Information shown Start Marker
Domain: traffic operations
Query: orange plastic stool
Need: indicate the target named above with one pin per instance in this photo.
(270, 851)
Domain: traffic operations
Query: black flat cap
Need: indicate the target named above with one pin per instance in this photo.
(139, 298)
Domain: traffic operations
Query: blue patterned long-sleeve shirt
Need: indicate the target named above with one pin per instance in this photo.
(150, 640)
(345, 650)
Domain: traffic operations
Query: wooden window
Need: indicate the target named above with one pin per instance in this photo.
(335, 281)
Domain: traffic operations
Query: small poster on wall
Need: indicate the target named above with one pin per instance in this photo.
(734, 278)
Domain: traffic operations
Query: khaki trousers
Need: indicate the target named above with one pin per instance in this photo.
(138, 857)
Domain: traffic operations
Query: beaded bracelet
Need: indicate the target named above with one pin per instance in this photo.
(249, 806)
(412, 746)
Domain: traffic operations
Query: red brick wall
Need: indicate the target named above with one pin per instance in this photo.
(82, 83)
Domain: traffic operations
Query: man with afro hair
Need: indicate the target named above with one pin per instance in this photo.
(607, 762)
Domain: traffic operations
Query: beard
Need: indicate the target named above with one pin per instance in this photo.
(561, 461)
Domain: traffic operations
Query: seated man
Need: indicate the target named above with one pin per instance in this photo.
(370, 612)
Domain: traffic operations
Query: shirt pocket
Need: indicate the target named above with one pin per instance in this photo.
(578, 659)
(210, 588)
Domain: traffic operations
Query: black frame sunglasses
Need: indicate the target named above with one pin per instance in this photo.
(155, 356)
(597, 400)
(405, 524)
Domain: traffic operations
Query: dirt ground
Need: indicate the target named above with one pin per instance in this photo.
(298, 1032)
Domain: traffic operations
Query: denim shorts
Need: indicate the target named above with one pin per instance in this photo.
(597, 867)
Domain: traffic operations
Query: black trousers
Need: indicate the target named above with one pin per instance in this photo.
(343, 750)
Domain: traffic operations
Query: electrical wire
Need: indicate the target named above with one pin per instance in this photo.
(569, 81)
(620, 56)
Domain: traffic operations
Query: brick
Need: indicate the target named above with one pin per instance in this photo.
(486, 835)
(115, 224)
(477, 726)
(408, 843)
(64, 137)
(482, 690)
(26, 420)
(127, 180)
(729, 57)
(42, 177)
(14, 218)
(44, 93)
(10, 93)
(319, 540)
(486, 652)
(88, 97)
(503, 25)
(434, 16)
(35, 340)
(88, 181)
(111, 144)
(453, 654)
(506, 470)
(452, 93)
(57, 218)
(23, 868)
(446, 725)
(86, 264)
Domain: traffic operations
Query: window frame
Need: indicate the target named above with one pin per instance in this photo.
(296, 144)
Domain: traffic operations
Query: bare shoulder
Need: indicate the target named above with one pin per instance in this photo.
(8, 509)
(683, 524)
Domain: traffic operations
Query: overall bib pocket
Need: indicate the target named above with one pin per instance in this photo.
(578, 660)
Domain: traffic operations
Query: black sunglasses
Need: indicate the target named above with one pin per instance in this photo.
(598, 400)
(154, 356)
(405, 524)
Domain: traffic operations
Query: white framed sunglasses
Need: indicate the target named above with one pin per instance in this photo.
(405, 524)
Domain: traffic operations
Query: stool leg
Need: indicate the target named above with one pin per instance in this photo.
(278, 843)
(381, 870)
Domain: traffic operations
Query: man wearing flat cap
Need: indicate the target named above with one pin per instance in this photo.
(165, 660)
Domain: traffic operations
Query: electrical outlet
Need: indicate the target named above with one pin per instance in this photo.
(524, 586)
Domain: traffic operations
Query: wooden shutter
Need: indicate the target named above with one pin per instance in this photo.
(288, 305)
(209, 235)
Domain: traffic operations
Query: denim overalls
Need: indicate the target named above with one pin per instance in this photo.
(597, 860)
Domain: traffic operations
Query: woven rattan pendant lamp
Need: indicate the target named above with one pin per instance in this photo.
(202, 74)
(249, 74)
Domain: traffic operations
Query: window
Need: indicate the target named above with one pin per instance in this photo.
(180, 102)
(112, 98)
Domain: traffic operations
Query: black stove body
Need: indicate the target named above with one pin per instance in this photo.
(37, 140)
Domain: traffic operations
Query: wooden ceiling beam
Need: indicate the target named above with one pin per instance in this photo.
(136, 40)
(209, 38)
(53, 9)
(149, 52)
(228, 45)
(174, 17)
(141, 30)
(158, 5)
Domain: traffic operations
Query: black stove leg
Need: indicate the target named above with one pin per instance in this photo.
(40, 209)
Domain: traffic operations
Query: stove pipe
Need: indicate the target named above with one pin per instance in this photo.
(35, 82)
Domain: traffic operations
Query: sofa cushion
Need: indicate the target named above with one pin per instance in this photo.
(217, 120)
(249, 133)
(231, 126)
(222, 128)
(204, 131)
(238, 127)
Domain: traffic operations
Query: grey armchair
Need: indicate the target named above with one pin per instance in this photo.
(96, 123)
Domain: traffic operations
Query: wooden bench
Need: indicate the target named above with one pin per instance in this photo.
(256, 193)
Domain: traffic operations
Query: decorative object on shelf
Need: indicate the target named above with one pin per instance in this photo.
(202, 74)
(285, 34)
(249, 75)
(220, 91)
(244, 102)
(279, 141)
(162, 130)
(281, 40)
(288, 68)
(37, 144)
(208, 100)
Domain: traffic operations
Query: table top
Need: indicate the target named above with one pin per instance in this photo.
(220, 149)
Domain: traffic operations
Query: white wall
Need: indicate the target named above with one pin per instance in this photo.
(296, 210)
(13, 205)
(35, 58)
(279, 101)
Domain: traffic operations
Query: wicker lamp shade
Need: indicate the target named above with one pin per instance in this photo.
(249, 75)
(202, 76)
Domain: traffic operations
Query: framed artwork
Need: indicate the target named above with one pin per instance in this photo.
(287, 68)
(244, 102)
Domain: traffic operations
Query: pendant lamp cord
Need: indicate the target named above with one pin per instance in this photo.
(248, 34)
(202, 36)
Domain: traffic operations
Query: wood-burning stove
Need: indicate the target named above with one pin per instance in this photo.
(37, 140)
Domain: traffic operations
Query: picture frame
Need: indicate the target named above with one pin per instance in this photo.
Information shown End Marker
**Description of the task:** Print, please, the lines above from the very first through the one that holds "Query: man with afro hair", both included, word for word and with nothing else.

**Answer to this problem:**
Domain: traffic operations
Query: orange plastic stool
Need: indicate the target named above with one pin per instance in this photo.
(270, 851)
Domain: traffic operations
Query: black flat cap
Need: indicate the target named above with one pin per instance in this photo.
(139, 298)
Domain: traffic operations
Query: blue patterned long-sleeve shirt
Need: indicate the target named above with one pin per instance in this photo.
(150, 640)
(345, 650)
Domain: traffic operations
Query: wooden window
Need: indicate the target named above with one pin per instance in this photo.
(335, 281)
Domain: traffic operations
Query: small poster on wall
Need: indicate the target named above with one pin per instance in this photo.
(734, 278)
Domain: traffic operations
Query: khaki trousers
Need: indicate the target named above with one pin per instance in this photo.
(138, 857)
Domain: traffic operations
Query: beaded bracelet
Need: indicate the target named above with one pin per instance in this photo.
(249, 806)
(412, 746)
Domain: traffic operations
Query: red brick wall
Need: indicate the target named above with one pin per instance in this photo.
(82, 83)
Domain: traffic operations
Query: man with afro hair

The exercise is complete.